__Challenge 1__. Scale the entries that come after the text. Reproduce every line, requests included, and multiply each point coordinate in the answers by 0.4, rounding to whole numbers with halves rounded up.

__Text to read__.
At 7:33 a.m. on Saturday, February 20, 1971, WOWO radio station in Ft. Wayne, Indiana was playing “Doesn’t Somebody Want to be Wanted” by the Partridge Family when suddenly the Emergency Broadcasting Service interrupted the song. Now as some of you may know, back in the day, the Emergency Broadcast Service would interrupt the radio and TV broadcasts for their test, “This is a test of the emergency broadcast system, etc.”; however, on this day the message was different. The announcement read: THIS IS AN EMERGENCY ACTION NOTIFICATION (EAN) DIRECTED BY THE PRESIDENT. NORMAL BROADCASTING WILL CEASE IMMEDIATELY. ALL STATIONS WILL BROADCAST EAN MESSAGE ONE PRECEDED BY THE ATTENTION SIGNAL, PER FCC RULES. ONLY STATIONS HOLDING NDEA MAY STAY ON AIR IN ACCORD WITH THEIR STATE EBS PLAN.
Simply put, this was no test! This was the real thing. It would seem that World War III was underway. People panicked. Ran for their shelters and basements. Could it really be? Answer: No. What happened? It seems that the messages that were to be broadcast to the radio stations were held at the Cheyenne Mountain military installation in Colorado. There were three of them. One with the test message and the other two with actual emergency messages. All of them hung in a row on three separate hooks. The operator that day, one Mr. Wayland S. Eberhardt, grabbed the wrong tape. He was later quoted by the New York Times as saying “I can’t imagine how the heck I did it.” The time between the original message and the, “Oops we made a mistake message,” has been dubbed “The longest five minutes in radio.” A broadcaster in Dallas said, “This made us just angry as heck. You can’t play around with things like this. If we had gone on the air and broadcast this alert as being from the President of the United States, some old people would have checked in right then.”
Two good things came out of that event. First, the military made the decision to place the recordings of the actual emergency messages in a file drawer away from the test message so that such an incident could not occur in the future; and second, the world was spared from having to listen to the Partridge Family that early in the morning.
Some folks woke up this past Wednesday and thought the world had come to an end, but personally, I’m still keeping my eye out for the Zombie Apocalypse, which will surely be the end of the world as we know it. We’ve talked about this before, folks always looking for and predicting the end. Some just see it as everything going up in a reverse Big Bang, while others look for the Second coming of Christ and the rapture of God’s people. Either way, it has been a topic of conversation for – not years – but millennia. One of my favorites:
“‘Fallen! Fallen is Babylon the Great!’
She has become a dwelling for demons
and a haunt for every impure spirit,
a haunt for every unclean bird,
a haunt for every unclean and detestable animal.
Therefore in one day her plagues will overtake her:
death, mourning and famine.
She will be consumed by fire,
for mighty is the Lord God who judges her.
“When the kings of the earth who committed adultery with her and shared her luxury see the smoke of her burning, they will weep and mourn over her. Terrified at her torment, they will stand far off and cry:
“‘Woe! Woe to you, great city,
you mighty city of Babylon!
Sounds like something out of a Stephen King novel, but it is actually from the Book of Revelation.
For years, many have read those words and tried to discern what they mean. Some have even stated that the “Great Babylon” is the United States and that scripture is predicting our fall.

__Challenge 2__. In the text about the 1971 emergency broadcast false alarm, who was the operator who grabbed the wrong tape?

__Data lines__.
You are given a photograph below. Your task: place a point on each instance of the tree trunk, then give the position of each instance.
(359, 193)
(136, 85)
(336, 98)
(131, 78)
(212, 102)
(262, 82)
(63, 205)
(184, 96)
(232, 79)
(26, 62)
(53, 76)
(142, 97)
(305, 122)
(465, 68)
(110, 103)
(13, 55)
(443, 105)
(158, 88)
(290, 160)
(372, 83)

__Worked solution 1__.
You are given a photograph below. Your task: place a point on each instance of the tree trunk, then give the position of each instance.
(144, 77)
(54, 34)
(134, 39)
(52, 31)
(85, 41)
(105, 33)
(25, 82)
(74, 38)
(93, 32)
(10, 25)
(21, 30)
(57, 39)
(122, 49)
(186, 27)
(44, 41)
(5, 22)
(177, 42)
(63, 35)
(116, 64)
(149, 33)

__Worked solution 2__. Wayland S. Eberhardt